::: TEXTAUSZUG :::

In der Metaphysik lesen (1074b 15 – 1075a 4)

Im Buch XI (1064b 9ff.) hatte Aristoteles davon gesprochen, daß die physischen Wesen die ersten unter den Dingen seien, womit er für seine Kultur eine Selbstverständlichkeit zum Ausdruck gebracht hatte (und mit den physischen Wesen hat er auch die Menschen gemeint). Aber dann stellt er noch eine weitere, eine davon unterschiedene Natur zur Debatte, eine hetera physis, und wenn es von der auch eine Wissenschaft gäbe, dann wäre sie eine allererste. Und dann könnte man von einer „Heterophysik“ sprechen, die näher bei der Physik stehen würde als die „Metaphysik“, die mit dem Präfix meta eine Übersteigung, eine Fortbewegung suggeriert. Die Bezeichnung „Heterophysik“ würde die Frage nach der Beschaffenheit des Gegenstandes dieser anderen oder andersartigen Physik dringlicher stellen – etwa so wie „Paraphysik“. 

Die Beschaffenheit des speziellen Gegenstandes der Metaphysik im engsten, im theologischen Sinn, wird ja mit dem Wort „Gott“ kaum deutlich gemacht, zumal dieses Wort heute wohl noch weniger begrifflich-verständlich sein dürfte als in früheren Zeiten.

::: ANGEZEIGTE EINTRÄGE :::

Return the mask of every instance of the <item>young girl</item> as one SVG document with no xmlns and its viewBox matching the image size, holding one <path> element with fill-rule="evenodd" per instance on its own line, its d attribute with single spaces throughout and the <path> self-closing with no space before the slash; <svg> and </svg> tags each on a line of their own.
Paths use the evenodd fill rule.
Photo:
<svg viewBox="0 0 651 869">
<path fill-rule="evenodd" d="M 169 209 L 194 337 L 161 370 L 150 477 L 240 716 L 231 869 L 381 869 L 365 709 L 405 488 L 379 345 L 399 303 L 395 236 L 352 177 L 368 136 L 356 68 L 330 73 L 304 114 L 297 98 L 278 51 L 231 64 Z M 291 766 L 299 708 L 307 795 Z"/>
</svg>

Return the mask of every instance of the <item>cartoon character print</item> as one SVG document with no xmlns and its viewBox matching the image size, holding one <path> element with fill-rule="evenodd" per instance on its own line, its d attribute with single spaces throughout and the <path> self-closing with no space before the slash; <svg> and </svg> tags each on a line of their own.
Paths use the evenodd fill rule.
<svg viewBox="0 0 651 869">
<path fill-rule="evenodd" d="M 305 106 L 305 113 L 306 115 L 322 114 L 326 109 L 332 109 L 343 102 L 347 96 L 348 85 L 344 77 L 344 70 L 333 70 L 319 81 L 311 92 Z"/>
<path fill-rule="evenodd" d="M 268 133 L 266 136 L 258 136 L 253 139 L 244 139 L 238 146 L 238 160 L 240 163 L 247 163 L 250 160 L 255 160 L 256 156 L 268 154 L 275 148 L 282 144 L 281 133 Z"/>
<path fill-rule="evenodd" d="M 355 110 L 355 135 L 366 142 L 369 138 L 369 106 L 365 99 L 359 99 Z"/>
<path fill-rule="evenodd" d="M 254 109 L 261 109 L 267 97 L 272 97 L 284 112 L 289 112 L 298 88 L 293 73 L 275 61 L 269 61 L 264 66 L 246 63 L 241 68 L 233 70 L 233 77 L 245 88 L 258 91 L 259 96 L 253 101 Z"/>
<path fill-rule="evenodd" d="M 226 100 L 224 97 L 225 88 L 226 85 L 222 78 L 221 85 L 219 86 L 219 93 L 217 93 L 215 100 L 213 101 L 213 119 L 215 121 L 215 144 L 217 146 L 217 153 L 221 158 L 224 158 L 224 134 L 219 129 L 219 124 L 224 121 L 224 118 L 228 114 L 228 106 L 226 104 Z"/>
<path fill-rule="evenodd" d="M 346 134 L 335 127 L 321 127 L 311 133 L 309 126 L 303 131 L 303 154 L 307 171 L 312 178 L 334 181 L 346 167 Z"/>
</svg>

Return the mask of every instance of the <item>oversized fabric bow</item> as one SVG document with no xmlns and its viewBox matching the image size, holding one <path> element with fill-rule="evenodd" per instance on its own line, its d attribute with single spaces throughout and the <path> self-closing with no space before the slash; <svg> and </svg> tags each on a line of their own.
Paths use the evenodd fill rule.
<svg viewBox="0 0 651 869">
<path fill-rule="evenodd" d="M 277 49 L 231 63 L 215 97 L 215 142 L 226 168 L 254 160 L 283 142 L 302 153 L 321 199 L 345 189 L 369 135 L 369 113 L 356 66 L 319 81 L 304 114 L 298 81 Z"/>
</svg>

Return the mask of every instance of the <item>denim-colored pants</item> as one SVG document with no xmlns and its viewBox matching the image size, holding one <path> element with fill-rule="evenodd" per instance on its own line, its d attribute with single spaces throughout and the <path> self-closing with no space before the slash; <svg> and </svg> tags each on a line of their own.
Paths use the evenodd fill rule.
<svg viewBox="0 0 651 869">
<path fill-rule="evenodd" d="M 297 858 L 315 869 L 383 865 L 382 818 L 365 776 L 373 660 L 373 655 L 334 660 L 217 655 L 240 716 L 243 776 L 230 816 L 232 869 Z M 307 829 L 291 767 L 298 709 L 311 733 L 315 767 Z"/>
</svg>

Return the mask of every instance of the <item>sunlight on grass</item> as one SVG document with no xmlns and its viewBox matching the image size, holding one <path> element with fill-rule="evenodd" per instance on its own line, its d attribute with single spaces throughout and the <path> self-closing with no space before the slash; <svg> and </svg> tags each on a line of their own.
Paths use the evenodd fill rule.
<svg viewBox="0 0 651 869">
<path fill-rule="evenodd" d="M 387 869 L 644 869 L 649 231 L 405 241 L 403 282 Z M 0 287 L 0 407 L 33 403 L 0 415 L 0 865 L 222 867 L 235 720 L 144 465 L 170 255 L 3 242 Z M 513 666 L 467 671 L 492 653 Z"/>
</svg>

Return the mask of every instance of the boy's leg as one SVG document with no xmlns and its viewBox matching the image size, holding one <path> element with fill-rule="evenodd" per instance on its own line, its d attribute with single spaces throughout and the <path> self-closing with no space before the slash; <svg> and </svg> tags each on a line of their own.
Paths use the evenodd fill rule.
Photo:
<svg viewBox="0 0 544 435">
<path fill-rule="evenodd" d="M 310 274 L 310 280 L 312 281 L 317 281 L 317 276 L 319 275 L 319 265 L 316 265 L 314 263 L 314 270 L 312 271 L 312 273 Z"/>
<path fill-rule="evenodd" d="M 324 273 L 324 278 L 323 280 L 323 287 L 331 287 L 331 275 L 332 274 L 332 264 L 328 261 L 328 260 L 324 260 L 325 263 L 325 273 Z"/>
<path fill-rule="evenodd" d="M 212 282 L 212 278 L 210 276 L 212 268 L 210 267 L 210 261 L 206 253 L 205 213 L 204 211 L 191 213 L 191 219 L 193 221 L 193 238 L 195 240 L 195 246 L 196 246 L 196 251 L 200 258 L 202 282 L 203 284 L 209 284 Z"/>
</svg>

:::

# AUFGABENSTELLUNG
1. Geben Sie in den Einträgen die Zeilen zwischen der Zeile mit „Return the mask of every instance of the boy's“ und der Zeile mit „324 273 L 324“, beide eingeschlossen, erneut wieder und ersetzen Sie darin „Photo“ durch „Image“. Alles Übrige bleibt unverändert.
2. Führen Sie den Text zur Metaphysik des Aristoteles im Anschluss an seinen letzten Satz weiter.

# LÖSUNGEN JE AUFGABE
1.
Return the mask of every instance of the boy's leg as one SVG document with no xmlns and its viewBox matching the image size, holding one <path> element with fill-rule="evenodd" per instance on its own line, its d attribute with single spaces throughout and the <path> self-closing with no space before the slash; <svg> and </svg> tags each on a line of their own.
Paths use the evenodd fill rule.
Image:
<svg viewBox="0 0 544 435">
<path fill-rule="evenodd" d="M 310 274 L 310 280 L 312 281 L 317 281 L 317 276 L 319 275 L 319 265 L 316 265 L 314 263 L 314 270 L 312 271 L 312 273 Z"/>
<path fill-rule="evenodd" d="M 324 273 L 324 278 L 323 280 L 323 287 L 331 287 L 331 275 L 332 274 L 332 264 L 328 261 L 328 260 L 324 260 L 325 263 L 325 273 Z"/>

2.
Aristoteles bietet ja relativ viele Begriffe auf, um das Erste Prinzip in seiner Eigenart zu konturieren. Es sind allesamt ziemlich bekannte Begriffe: Denken, Lust, Wachen, Lebendigkeit. Der einzige neue Begriff war die diagoge, die Lebensführung, vielleicht derjenige Begriff, der der modernen Anthropologie besonders nahekommt, da er das Existenzielle andeutet. Die ontologischen Begriffe des Wesens und der Verwirklichung sind noch zu nennen. 

Die Aussagen gingen in die Richtung, daß bei dem Ersten Prinzip alle positiven Qualitäten ins Superlativische gesteigert sind. Ich habe daher von „Aktivismus“ gesprochen – besser wäre vielleicht von „Aktivistik“ zu sprechen, von aktiv geleisteter höchster Intensität. 

In einem Gespräch mit der FAZ hat Peter Sloterdijk am 10. Juli 2021 auch aus seiner Sporterfahrung heraus die These vertreten: „Menschen sind Hochgefühlssucher“. Hochleistung und Hochgefühl hat er als parallele Erfahrungen namhaft gemacht.

 

Meiner Vermutung nach läßt sich so etwas auch dem aus dem gelesenen Text bekannten aristotelischen Ersten Prinzip zuschreiben – aber nicht als Suche und nicht als relativ kurzzeitiger Ausnahmezustand sondern als dauerhaft aufrechterhaltener Optimal- und Maximalzustand. Wobei ihm die Aufrechterhaltung des Optimums keine Mühe macht, wie Aristoteles im Abschnitt 9 gleich bemerken wird (1074b 29).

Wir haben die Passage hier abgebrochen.